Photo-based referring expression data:
__________

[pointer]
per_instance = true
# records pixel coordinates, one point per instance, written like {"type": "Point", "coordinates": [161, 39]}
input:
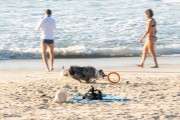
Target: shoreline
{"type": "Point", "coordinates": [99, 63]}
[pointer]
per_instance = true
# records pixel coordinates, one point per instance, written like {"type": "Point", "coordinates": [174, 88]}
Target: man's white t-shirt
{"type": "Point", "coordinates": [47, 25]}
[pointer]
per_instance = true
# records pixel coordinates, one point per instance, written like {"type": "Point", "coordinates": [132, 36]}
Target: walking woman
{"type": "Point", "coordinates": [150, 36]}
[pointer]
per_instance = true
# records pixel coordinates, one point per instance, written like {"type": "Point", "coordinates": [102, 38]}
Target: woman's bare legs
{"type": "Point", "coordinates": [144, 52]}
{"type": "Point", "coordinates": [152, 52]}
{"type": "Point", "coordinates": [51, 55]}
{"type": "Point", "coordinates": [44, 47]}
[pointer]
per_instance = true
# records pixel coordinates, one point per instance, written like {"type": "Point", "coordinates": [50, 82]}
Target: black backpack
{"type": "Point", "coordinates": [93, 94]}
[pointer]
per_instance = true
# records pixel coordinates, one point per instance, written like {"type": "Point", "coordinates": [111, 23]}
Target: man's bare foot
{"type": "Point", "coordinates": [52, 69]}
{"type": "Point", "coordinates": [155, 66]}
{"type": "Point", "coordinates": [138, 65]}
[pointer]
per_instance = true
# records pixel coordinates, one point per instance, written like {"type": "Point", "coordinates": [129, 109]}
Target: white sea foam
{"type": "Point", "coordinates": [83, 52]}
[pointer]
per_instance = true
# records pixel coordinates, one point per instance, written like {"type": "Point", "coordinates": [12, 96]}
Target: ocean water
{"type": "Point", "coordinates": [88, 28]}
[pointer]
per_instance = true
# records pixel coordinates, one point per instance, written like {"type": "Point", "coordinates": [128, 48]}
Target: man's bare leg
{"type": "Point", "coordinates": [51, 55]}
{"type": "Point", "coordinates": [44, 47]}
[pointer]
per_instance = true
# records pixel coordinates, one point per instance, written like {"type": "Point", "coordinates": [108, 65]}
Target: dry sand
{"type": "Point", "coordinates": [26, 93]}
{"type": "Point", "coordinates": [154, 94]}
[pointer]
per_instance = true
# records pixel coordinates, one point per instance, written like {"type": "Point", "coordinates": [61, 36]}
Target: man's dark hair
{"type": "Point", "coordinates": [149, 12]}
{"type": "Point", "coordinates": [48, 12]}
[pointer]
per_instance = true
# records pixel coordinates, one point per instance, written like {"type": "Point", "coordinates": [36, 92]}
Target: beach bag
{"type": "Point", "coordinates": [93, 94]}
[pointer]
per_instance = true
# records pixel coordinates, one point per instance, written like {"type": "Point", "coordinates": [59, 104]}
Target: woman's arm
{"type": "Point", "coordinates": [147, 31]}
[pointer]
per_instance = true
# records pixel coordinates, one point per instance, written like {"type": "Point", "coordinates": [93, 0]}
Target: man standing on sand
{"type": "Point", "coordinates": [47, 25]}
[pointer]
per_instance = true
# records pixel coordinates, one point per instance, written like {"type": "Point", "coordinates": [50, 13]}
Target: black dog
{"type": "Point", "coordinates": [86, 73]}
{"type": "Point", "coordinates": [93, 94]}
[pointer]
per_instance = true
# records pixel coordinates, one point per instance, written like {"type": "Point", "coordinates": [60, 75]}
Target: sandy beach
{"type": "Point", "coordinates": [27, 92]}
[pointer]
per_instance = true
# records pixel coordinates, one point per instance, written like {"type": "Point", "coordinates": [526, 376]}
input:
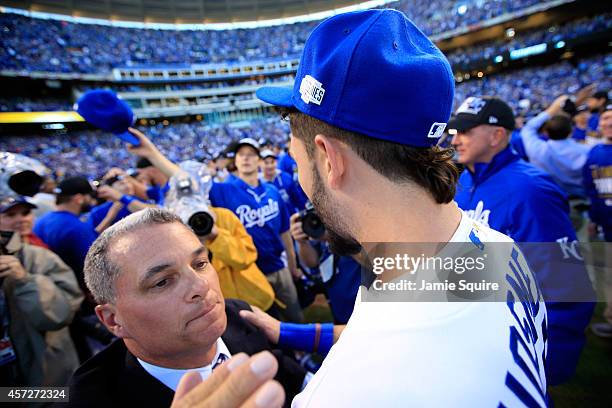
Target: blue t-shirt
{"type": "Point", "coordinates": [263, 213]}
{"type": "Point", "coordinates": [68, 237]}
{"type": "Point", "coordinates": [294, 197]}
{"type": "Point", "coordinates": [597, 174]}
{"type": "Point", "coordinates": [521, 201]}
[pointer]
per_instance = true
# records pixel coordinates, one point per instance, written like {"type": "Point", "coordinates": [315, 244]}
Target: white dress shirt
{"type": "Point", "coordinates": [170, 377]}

__________

Do not include images; quote all of the entries above exactly.

**RESULT FOR THIS EXERCISE**
[pointer]
per_instance = true
# records pixel coordinates, one point per instance, written like {"type": "Point", "coordinates": [161, 39]}
input:
Target: shoreline
{"type": "Point", "coordinates": [99, 63]}
[pointer]
per_instance = true
# records pixel coordinates, one point per instance, written like {"type": "Point", "coordinates": [174, 88]}
Target: man's white t-shirt
{"type": "Point", "coordinates": [47, 25]}
[pointer]
per_instance = true
# records pixel coordinates, one point per instance, written like {"type": "Point", "coordinates": [132, 36]}
Target: walking woman
{"type": "Point", "coordinates": [150, 36]}
[pointer]
per_instance = true
# records pixel coordinates, one point per instance, written like {"type": "Point", "coordinates": [102, 38]}
Target: woman's bare legs
{"type": "Point", "coordinates": [144, 52]}
{"type": "Point", "coordinates": [152, 52]}
{"type": "Point", "coordinates": [51, 55]}
{"type": "Point", "coordinates": [44, 47]}
[pointer]
per_instance = true
# records pixel coordinates, one point per instance, written like {"type": "Point", "coordinates": [50, 82]}
Target: black backpack
{"type": "Point", "coordinates": [93, 94]}
[pointer]
per_instance = true
# records pixel coordinates, one point per instance, written like {"type": "Point", "coordinates": [111, 23]}
Target: man's bare foot
{"type": "Point", "coordinates": [52, 69]}
{"type": "Point", "coordinates": [155, 66]}
{"type": "Point", "coordinates": [138, 65]}
[pointer]
per_instance = true
# records pixel coordinates, one point per instance, written like {"type": "Point", "coordinates": [129, 109]}
Target: white sea foam
{"type": "Point", "coordinates": [83, 52]}
[pointer]
per_instance = true
# records pixel coordinates, one point per instance, written like {"type": "Point", "coordinates": [12, 96]}
Target: ocean water
{"type": "Point", "coordinates": [88, 28]}
[pointer]
per_instance = true
# records pixel coordinates, one point per instance, written like {"type": "Point", "coordinates": [128, 48]}
Target: man's bare leg
{"type": "Point", "coordinates": [51, 55]}
{"type": "Point", "coordinates": [44, 47]}
[pointer]
per_instance = true
# records pixel coordinates, one point per instance, written like {"type": "Point", "coordinates": [108, 65]}
Target: dry sand
{"type": "Point", "coordinates": [26, 93]}
{"type": "Point", "coordinates": [154, 94]}
[pointer]
per_instance = true
# records pixel coordinates, one point per instance, written like {"type": "Point", "coordinates": [61, 36]}
Target: man's dark hair
{"type": "Point", "coordinates": [149, 12]}
{"type": "Point", "coordinates": [48, 12]}
[pointer]
per_instance = true
# records pixel coordinates, one point per instance, written like {"type": "Point", "coordinates": [36, 92]}
Target: beach bag
{"type": "Point", "coordinates": [93, 94]}
[pointer]
per_instance = true
# records pixel coordinates, one point per instance, written like {"type": "Point", "coordinates": [59, 104]}
Target: woman's arm
{"type": "Point", "coordinates": [147, 31]}
[pointer]
per_instance = true
# records pixel coordinates, one point per instance, written like {"type": "Point", "coordinates": [93, 0]}
Target: man standing on sand
{"type": "Point", "coordinates": [47, 25]}
[pointer]
per_instance = true
# records pixel coordinates, one point per instance, written like {"type": "Point", "coordinates": [50, 13]}
Target: black dog
{"type": "Point", "coordinates": [86, 73]}
{"type": "Point", "coordinates": [93, 94]}
[pointer]
per_instance = true
# records pixel coordinates, one point per instance, written like {"type": "Point", "coordinates": [60, 75]}
Target: sandy beach
{"type": "Point", "coordinates": [27, 92]}
[pointer]
per_instance = true
# records pixel coordinates, one point per instance, written like {"type": "Point", "coordinates": [526, 376]}
input:
Target: blue t-shirt
{"type": "Point", "coordinates": [263, 213]}
{"type": "Point", "coordinates": [68, 237]}
{"type": "Point", "coordinates": [294, 197]}
{"type": "Point", "coordinates": [597, 174]}
{"type": "Point", "coordinates": [521, 201]}
[pointer]
per_instance = true
# records pixel coordinates, one point per instance, written like {"type": "Point", "coordinates": [315, 244]}
Target: white dress shirt
{"type": "Point", "coordinates": [170, 377]}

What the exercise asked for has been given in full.